## Exercise instructions
Omit the pictures and return every entry exactly as written.

* BEGIN Extracted entries *

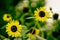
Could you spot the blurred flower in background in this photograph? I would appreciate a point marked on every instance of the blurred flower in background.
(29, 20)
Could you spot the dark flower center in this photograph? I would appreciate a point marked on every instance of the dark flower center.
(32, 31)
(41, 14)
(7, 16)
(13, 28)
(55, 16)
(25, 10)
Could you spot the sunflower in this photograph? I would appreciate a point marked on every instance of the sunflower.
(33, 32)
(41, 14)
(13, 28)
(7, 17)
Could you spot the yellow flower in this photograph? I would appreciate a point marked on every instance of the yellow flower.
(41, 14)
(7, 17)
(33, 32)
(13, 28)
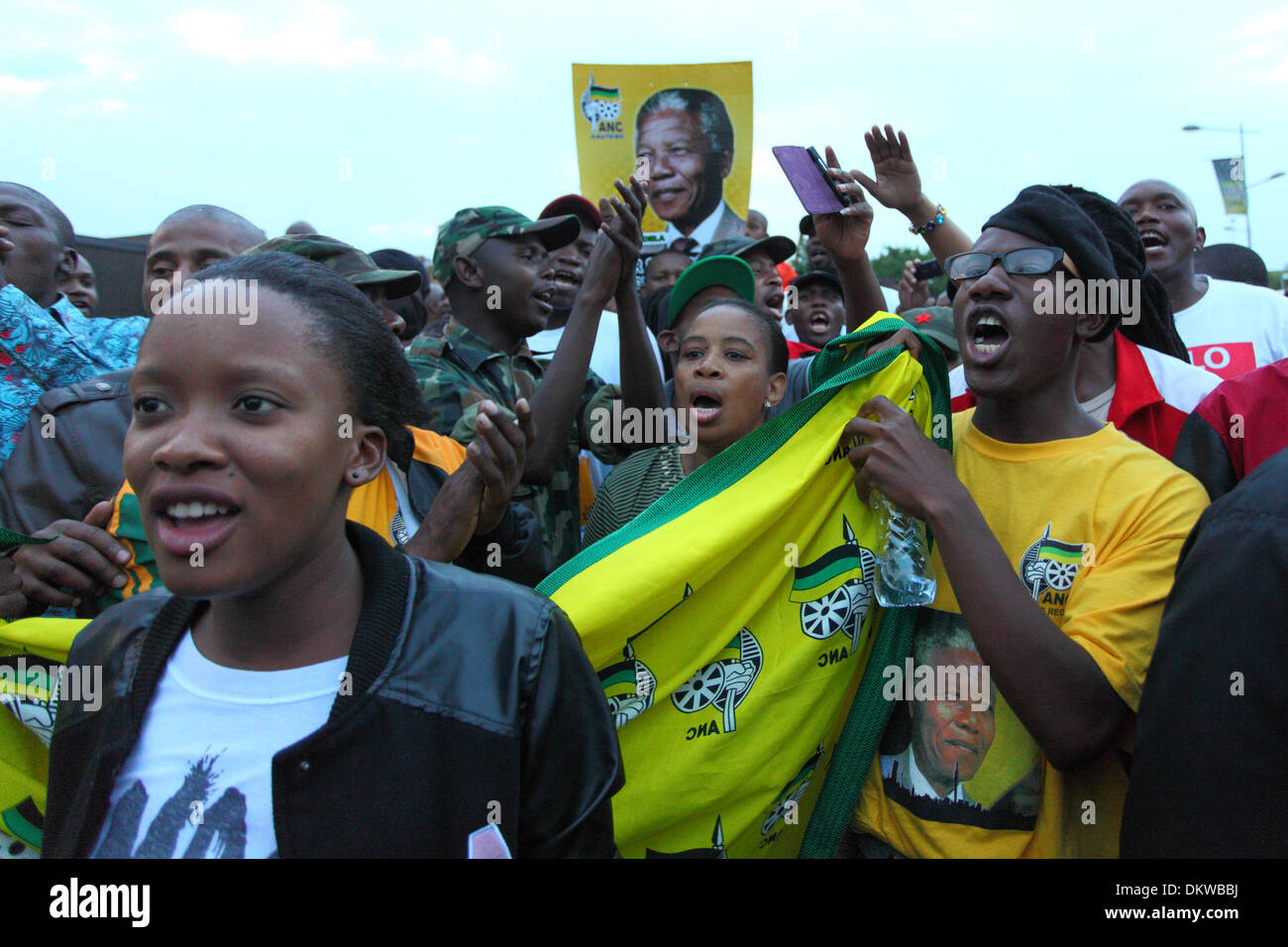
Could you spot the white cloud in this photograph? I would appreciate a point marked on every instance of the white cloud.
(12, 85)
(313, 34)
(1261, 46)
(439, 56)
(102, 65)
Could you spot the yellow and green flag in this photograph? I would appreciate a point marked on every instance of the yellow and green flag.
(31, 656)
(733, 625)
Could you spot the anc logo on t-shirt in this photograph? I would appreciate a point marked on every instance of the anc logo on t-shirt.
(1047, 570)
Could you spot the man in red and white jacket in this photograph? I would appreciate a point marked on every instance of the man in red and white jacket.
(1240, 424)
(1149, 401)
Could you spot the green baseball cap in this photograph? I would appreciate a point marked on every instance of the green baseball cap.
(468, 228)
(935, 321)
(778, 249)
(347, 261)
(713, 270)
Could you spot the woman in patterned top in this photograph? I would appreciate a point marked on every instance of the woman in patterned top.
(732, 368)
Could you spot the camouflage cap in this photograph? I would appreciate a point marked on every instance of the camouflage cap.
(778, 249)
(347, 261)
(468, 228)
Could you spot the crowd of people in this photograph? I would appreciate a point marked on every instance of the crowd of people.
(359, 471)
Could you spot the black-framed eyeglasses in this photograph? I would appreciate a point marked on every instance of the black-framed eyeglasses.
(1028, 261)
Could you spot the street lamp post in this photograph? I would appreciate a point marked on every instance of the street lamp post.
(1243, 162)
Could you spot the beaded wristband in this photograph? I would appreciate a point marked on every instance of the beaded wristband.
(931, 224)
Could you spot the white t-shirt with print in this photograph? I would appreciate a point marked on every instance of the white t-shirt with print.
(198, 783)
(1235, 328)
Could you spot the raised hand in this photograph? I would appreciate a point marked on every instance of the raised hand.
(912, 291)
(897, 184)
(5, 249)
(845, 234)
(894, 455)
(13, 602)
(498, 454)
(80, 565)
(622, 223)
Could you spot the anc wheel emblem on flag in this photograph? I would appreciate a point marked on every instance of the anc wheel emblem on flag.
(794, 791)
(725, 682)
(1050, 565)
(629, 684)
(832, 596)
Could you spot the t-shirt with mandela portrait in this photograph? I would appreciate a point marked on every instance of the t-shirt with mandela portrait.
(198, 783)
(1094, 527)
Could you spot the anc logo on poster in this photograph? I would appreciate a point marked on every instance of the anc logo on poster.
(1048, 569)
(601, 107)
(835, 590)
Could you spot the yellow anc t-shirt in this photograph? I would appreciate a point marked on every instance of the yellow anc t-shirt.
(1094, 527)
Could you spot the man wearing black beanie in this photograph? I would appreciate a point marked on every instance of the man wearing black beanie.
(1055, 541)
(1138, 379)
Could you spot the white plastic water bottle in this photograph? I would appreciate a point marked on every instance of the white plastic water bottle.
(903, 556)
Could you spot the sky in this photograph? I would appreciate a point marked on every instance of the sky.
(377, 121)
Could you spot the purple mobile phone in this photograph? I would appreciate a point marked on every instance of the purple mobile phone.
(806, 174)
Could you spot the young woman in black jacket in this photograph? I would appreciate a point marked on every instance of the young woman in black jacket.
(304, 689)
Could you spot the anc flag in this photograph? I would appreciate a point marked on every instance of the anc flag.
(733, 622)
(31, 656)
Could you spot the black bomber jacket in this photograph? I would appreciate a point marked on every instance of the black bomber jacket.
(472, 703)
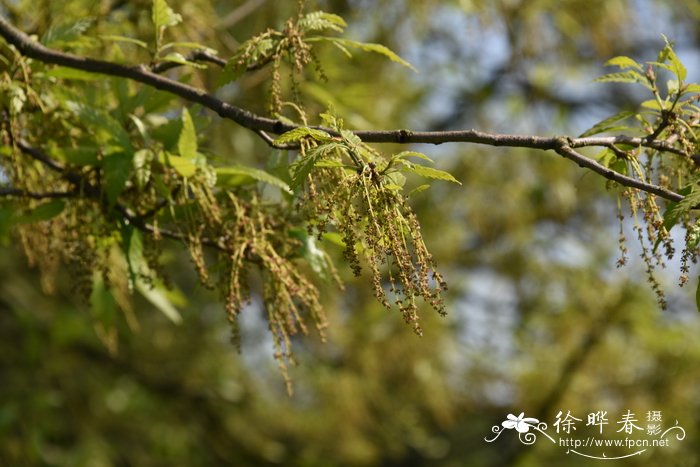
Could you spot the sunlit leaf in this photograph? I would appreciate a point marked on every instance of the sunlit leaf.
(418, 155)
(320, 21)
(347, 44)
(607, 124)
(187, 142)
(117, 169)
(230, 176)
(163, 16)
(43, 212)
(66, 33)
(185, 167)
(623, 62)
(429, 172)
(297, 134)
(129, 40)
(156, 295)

* END Extracted entries *

## Complete answer
Could you spot the blurred flower in background in this photograph? I would appreciate a point marked on every instance of the blurred flower in background.
(29, 20)
Could you spot the dark flower center in this photograph? I would appreciate a point marked on every instance of the dark flower center.
(32, 31)
(41, 14)
(7, 16)
(13, 28)
(55, 16)
(25, 10)
Could you spot the sunflower in this photograph? I would appreciate a point marked on every instance of the sunflower.
(33, 32)
(41, 14)
(13, 28)
(7, 17)
Could you spot the yellow flower in this photograph? I would appreciate a point marked on every instance of the yellow flower.
(41, 14)
(7, 17)
(33, 32)
(13, 28)
Could you spot the white cloud in this photograph? I would appreciate a point marked on every instance of the white cloud.
(12, 85)
(313, 34)
(1261, 46)
(439, 56)
(102, 65)
Could you spot the yellow and green flag in this photograph? I would appreciate a point marked on every instance of the yellow and green flag.
(31, 656)
(733, 625)
Could you spot the anc logo on t-shirt in this photograph? I would appreciate a point marked on every instance of the anc logo on t-shirt.
(1047, 570)
Could you spot the man in red and white jacket in this photograph? I would appreciate a point marked on every instance of the man in red and white jacket.
(1240, 424)
(1149, 401)
Could you spot the green baseball cap in this photograph? I would appreciate a point marked on every instance of the green baseball cap.
(468, 228)
(935, 321)
(778, 249)
(347, 261)
(713, 270)
Could you spot the woman in patterned top in this photograph? I would appreciate a point marked on every instance of the woman in patterned top.
(732, 368)
Could you spot the camouflage cap in this photograph? I would appreciate a point marked on every instance of the camouflage cap.
(778, 249)
(347, 261)
(468, 228)
Could you spot the crowd of people in this photograph? I would appreciate a point marked on every instance of the crowd of people.
(359, 471)
Could you spot the black-framed eyeglasses in this photograph? I would appreciate a point marked on every instance of the black-framed eyeglasses.
(1028, 261)
Could you spot the street lamp post in this photograph? I would appreciate a point marked on every instance of the street lamp post.
(1243, 162)
Could you spot the beaded wristband in this photograph? I would appreciate a point marked on every instance of the beaded wristband.
(931, 224)
Could you spot the white t-shirt with print in this photograph? I would appreciate a point marked on every instance of the white t-shirt with print.
(198, 783)
(1235, 328)
Could you spot the raised hand in this photograph? I would appreciate a point marked on every instance of the raised hand.
(912, 291)
(897, 184)
(5, 249)
(845, 234)
(894, 455)
(13, 602)
(498, 454)
(80, 565)
(622, 223)
Could you spot the anc wheel emblem on flag in this photograph? I would appreciate a point marked on every instance of the anc wheel emblem on flag.
(794, 791)
(725, 682)
(1050, 565)
(629, 684)
(832, 596)
Could you spot the t-shirt with mandela portrait in this photograph? I would appreciate a point marked on every instance of the t-shirt with mandela portrait.
(198, 783)
(1094, 527)
Could you spot the anc logo on poster in this photograph? I would appreciate a point marked on every instance of the anc logo on poster.
(1048, 569)
(601, 107)
(835, 590)
Could you spot the yellow anc t-shirt in this photograph? I would appreciate a point marked on every instance of the yellow anc t-shirt.
(1094, 527)
Could you spot the man wearing black beanie in this photograph? I would appreciate a point marked on every instance of the man wearing black beanie.
(1055, 541)
(1138, 379)
Could you spot the white plastic water bottle in this photograph? I would appreciate a point marked on every instance of the white plastic water bottle.
(903, 556)
Could you spot the sky in this photograph? I would appreciate a point marked on every instance of the sky.
(377, 121)
Could you spot the purple mobile phone in this photograph? I would appreciate a point marked on every instance of the purple mobile phone.
(806, 174)
Could you spot the young woman in black jacket in this photograph? I would appreciate a point marked on every instance of the young woman in black jacket.
(304, 689)
Could you spot the anc flag in this photograph? I would appreciate a point marked on every instance of the anc flag.
(733, 622)
(31, 656)
Could you spot the black bomber jacket in this photograph? I would appreciate a point marked on every instance of the black bomber jacket.
(472, 703)
Could you spot the sunlit leaf in this photograph? I would appreciate a point marked on every instance of the sunlit leaf.
(418, 155)
(320, 21)
(347, 44)
(607, 124)
(187, 142)
(117, 169)
(230, 176)
(163, 16)
(43, 212)
(66, 33)
(185, 167)
(623, 62)
(429, 172)
(297, 134)
(129, 40)
(156, 295)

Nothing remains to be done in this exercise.